◆ **Página**:
╭──

A discussão acerca da remuneração
dos agentes públicos sempre foi, em nossa literatura jurídica,
um tema controvertido. A Lei 8.112/90, nos seus arts. 40 e 41,
conceitua vencimento e remuneração, não obstante
não seja de boa técnica legislativa fazê-lo.
Nesta esteira, afirma Christine Oliveira Peter da Silva :
“O
resgate da figura do subsídio, no âmbito da reforma
administrativa impulsionada pela EC 19/98, teve por escopo corrigir
distorções ocasionadas pela falta de precisão
conceitual dos termos ‘vencimento’ e ‘remuneração’,
de forma a tornar mais transparentes os salários de agentes
públicos ocupantes de cargos de alta relevância para a
Administração Pública. Resta evidente que o
intuito da reforma, neste particular, foi evitar controvérsias
e discussões que, muitas vezes, levavam a interpretações
judiciais equivocadas sobre temas relacionados aos salários
dos agentes públicos”.
Contudo, faz-se necessário
tornar saliente a existência de outras parcelas que, por não
serem de natureza remuneratória, isto é, por não
fazerem parte da remuneração em si mesma considerada,
podem ser pagas também aos agentes públicos recebedores
de subsídios, v.g. décimo terceiro salário. Da
mesma formam, não integram os subsídios as vantagens de
caráter indenizatório, tais como as diárias,
ajudas de custo, etc.

╰──

◆ **Trecho dos dados**:
╭──

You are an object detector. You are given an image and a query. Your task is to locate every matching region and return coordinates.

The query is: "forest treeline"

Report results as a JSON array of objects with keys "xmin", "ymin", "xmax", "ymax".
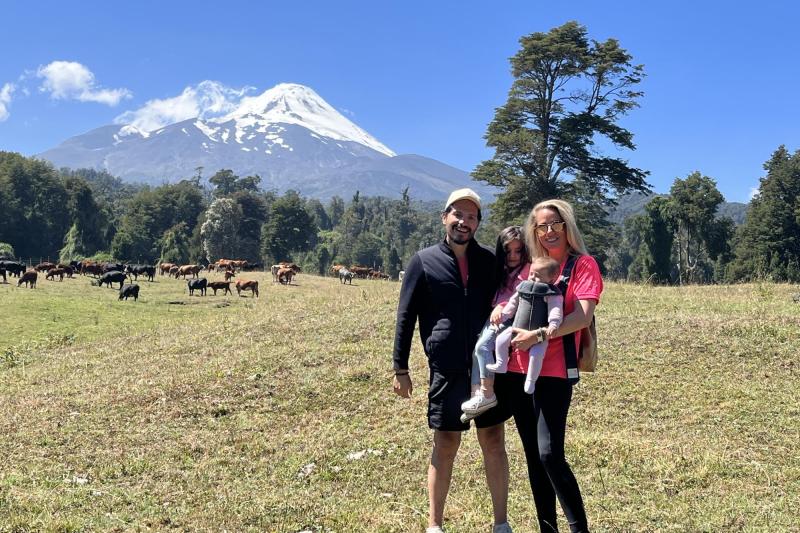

╰──

◆ **O que fazer**: Copie, por favor, o trecho do texto sobre a remuneração dos agentes públicos que vai de "A discussão acerca" até "técnica legislativa fazê-lo.".

◆ **Resposta da tarefa**:
A discussão acerca da remuneração
dos agentes públicos sempre foi, em nossa literatura jurídica,
um tema controvertido. A Lei 8.112/90, nos seus arts. 40 e 41,
conceitua vencimento e remuneração, não obstante
não seja de boa técnica legislativa fazê-lo.